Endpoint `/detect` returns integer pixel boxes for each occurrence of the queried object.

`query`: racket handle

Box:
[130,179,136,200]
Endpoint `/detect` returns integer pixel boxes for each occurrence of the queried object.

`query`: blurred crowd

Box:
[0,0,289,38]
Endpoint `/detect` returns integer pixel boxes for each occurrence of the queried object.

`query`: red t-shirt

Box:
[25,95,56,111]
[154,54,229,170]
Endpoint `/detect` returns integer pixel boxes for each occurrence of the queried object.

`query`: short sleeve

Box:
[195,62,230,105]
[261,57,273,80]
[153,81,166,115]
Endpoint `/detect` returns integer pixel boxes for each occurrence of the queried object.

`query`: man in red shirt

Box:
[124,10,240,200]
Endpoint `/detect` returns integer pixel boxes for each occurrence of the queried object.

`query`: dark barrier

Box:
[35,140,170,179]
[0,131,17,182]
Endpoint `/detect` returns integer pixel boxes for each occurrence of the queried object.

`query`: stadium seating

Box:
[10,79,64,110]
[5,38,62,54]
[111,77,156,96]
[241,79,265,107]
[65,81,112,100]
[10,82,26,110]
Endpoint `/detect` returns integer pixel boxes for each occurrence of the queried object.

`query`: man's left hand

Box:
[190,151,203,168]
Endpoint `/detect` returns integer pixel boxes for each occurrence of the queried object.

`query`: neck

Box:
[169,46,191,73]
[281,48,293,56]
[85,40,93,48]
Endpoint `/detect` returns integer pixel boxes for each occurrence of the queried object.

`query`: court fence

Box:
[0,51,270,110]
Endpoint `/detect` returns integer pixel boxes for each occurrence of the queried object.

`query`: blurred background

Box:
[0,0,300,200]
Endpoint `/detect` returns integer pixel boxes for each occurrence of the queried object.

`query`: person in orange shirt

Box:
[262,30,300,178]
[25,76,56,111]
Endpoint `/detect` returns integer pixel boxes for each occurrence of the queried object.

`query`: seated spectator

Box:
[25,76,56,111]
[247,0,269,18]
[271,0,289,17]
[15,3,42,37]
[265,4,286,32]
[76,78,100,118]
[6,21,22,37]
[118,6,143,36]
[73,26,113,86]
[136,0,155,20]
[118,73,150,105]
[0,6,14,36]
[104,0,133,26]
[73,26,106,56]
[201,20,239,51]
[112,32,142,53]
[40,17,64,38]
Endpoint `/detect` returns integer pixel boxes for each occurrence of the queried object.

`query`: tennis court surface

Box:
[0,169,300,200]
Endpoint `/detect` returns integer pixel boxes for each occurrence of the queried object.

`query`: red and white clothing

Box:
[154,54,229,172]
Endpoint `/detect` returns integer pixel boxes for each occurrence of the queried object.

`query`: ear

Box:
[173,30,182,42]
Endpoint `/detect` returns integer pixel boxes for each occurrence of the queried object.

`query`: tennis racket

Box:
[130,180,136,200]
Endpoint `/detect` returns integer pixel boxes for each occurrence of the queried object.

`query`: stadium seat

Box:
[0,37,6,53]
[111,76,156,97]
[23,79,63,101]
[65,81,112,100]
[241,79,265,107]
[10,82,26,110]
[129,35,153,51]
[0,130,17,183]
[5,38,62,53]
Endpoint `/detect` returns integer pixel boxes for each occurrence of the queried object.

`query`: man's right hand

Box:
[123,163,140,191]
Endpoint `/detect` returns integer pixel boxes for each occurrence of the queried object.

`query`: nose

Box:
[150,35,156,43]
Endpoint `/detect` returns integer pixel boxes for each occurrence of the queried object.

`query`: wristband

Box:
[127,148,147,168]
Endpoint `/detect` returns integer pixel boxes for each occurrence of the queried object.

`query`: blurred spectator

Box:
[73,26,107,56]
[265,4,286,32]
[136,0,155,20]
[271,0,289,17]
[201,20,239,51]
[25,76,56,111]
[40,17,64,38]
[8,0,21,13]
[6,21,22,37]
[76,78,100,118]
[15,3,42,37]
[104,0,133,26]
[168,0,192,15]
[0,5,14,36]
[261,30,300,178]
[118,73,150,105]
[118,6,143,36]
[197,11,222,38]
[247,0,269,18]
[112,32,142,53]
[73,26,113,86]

□ □ □ □ □

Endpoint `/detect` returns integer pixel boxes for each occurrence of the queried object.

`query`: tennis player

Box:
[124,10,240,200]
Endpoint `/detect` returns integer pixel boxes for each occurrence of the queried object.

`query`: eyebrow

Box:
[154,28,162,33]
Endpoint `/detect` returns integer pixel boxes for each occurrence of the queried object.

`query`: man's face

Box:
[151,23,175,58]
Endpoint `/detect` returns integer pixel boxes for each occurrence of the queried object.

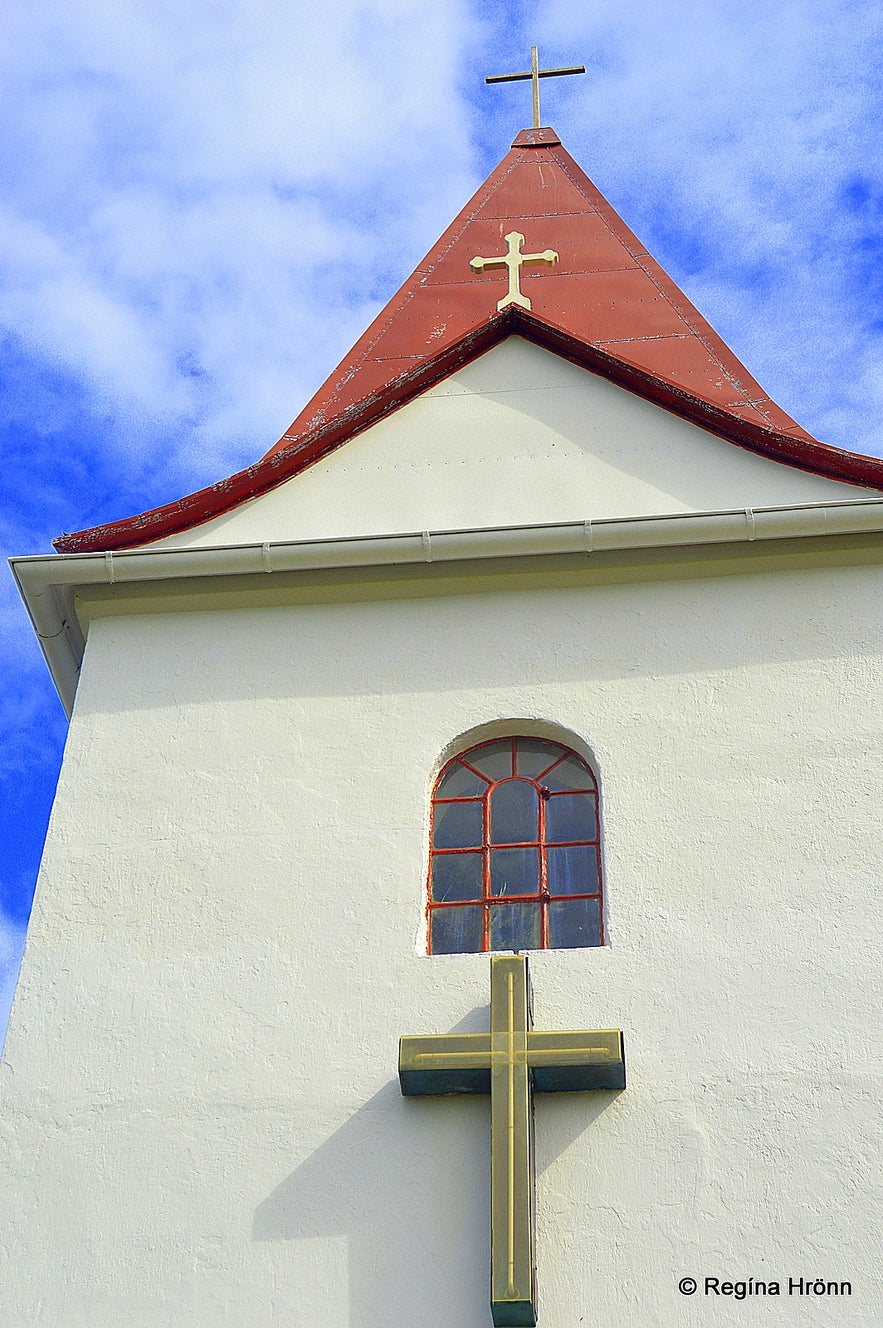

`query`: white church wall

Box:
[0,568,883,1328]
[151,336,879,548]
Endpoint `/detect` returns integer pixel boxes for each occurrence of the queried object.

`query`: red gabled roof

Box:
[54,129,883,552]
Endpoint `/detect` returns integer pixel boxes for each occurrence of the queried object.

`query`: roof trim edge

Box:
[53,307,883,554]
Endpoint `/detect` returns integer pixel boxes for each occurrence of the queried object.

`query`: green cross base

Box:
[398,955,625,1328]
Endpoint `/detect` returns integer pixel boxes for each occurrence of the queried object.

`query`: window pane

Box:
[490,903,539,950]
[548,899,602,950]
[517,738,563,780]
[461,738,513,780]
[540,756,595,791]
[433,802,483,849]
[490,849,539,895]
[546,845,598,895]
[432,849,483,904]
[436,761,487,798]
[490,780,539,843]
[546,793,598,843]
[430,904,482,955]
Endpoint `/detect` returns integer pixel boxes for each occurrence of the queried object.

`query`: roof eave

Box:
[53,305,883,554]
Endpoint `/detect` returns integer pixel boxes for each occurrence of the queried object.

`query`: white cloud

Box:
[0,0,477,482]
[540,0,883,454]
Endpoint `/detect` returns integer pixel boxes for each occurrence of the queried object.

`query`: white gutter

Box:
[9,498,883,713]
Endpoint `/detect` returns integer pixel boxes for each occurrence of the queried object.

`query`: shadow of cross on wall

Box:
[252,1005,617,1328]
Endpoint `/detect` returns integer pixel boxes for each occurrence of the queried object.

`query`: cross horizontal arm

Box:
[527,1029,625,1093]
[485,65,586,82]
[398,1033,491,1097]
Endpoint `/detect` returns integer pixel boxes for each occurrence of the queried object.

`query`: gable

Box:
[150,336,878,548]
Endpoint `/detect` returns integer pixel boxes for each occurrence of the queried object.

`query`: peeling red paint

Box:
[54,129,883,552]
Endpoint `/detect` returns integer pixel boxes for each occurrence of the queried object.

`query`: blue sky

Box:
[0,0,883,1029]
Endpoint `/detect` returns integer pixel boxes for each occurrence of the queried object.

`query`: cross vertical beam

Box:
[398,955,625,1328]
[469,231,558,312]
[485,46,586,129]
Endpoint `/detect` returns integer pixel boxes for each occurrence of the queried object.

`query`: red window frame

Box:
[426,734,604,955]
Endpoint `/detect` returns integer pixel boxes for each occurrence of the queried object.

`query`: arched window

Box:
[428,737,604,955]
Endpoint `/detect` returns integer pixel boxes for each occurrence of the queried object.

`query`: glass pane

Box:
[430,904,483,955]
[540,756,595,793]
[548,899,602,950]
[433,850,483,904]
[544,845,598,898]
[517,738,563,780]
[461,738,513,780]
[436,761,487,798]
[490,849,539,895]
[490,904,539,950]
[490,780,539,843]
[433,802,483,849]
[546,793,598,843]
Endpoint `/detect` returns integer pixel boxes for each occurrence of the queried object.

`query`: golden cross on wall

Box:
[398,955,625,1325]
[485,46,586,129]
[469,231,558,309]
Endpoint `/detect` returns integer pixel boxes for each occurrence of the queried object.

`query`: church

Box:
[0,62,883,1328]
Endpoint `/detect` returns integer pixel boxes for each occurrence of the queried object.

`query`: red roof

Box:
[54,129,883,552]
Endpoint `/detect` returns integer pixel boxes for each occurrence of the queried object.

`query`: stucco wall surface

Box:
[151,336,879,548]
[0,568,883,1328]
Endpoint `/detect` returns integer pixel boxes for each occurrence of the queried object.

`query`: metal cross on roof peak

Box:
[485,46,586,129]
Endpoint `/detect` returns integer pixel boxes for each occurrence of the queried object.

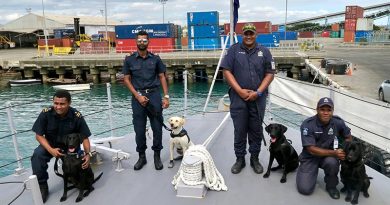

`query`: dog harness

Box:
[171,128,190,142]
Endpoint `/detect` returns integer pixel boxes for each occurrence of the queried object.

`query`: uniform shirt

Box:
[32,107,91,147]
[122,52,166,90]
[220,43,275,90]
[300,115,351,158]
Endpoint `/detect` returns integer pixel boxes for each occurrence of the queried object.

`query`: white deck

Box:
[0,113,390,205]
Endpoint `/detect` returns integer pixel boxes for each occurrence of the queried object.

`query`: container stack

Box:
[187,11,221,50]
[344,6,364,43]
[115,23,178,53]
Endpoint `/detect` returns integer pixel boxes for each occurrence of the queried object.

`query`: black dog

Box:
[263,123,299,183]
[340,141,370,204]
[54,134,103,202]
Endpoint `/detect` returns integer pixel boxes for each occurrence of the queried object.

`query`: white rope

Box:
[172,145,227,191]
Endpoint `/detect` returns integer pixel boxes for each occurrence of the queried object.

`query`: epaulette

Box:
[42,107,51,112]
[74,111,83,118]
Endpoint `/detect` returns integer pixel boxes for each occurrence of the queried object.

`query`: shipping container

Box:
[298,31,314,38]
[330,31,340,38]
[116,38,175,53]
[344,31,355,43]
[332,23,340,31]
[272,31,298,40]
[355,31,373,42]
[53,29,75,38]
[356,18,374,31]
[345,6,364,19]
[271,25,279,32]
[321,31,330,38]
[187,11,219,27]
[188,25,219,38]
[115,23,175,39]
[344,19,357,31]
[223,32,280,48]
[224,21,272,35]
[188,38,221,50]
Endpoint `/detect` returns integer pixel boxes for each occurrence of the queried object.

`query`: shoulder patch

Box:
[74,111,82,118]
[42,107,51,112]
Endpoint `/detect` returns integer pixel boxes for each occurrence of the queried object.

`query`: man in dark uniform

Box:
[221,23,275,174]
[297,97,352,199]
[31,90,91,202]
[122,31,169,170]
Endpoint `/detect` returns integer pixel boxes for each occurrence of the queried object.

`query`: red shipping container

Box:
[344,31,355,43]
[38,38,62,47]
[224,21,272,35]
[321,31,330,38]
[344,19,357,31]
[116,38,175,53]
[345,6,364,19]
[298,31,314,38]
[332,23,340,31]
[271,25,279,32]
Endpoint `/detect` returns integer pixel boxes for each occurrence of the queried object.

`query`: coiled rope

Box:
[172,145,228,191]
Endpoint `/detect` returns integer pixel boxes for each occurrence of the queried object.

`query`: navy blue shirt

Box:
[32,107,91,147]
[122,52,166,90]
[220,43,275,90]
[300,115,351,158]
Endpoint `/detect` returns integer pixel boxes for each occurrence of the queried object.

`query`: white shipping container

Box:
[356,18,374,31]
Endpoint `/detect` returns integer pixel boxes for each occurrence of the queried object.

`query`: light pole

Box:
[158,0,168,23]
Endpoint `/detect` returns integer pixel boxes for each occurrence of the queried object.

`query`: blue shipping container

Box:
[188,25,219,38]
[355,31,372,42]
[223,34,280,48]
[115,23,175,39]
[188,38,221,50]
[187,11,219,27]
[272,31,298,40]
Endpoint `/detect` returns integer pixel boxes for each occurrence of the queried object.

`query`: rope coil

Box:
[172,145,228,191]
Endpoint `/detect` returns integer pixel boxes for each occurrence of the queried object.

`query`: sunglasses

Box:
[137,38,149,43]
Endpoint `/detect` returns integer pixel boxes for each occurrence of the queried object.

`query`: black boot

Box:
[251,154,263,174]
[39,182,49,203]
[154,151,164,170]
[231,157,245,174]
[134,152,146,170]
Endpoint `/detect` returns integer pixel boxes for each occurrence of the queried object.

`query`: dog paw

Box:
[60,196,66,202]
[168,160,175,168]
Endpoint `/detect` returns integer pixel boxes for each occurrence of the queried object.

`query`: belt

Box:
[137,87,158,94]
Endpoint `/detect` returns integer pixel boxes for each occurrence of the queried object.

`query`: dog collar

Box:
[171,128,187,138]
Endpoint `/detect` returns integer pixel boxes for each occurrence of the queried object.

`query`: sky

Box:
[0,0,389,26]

□ □ □ □ □

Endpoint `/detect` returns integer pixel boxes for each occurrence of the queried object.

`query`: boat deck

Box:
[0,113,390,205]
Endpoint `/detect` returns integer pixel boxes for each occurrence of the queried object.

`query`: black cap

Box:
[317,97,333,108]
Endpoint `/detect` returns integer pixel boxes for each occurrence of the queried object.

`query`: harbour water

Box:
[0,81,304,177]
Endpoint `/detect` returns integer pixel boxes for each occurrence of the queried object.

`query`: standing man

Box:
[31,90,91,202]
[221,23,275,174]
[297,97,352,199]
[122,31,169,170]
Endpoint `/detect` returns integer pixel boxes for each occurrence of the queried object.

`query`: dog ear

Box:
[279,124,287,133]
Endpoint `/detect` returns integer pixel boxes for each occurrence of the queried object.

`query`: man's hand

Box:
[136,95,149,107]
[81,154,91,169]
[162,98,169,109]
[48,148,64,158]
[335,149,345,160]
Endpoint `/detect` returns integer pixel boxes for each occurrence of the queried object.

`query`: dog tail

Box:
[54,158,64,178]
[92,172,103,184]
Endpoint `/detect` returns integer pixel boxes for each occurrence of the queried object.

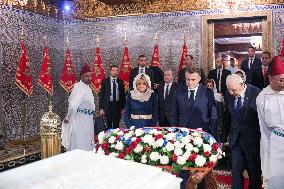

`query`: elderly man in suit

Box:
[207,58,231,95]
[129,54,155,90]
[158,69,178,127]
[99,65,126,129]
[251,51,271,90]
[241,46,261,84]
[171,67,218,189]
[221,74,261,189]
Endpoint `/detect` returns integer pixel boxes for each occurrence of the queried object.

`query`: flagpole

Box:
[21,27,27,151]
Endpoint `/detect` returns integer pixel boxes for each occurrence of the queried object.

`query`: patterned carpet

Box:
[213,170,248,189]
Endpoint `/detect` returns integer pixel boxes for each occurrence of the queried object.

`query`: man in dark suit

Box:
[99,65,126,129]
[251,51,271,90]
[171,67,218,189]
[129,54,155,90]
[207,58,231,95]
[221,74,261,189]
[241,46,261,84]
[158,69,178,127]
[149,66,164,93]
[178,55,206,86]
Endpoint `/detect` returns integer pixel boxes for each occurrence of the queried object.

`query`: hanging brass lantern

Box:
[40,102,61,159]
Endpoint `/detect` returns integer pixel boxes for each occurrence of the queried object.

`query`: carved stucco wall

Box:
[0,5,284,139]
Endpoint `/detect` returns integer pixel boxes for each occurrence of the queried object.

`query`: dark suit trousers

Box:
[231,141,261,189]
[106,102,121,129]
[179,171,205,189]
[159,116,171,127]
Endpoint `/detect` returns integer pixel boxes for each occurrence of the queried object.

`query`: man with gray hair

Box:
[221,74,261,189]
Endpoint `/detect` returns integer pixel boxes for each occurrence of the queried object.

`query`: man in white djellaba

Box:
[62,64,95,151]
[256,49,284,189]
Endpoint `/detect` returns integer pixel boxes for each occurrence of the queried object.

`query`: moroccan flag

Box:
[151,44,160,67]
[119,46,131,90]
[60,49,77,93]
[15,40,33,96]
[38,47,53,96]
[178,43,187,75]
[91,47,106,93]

□ □ □ □ □

# Problem to work on
Show each line from the rows above that contains the string "roof". Uppercase and lowercase must match.

# Answer to the problem
`query`: red gabled roof
`query`: roof trim edge
`query`: roof eave
`query`: red roof
`query`: metal cross on roof peak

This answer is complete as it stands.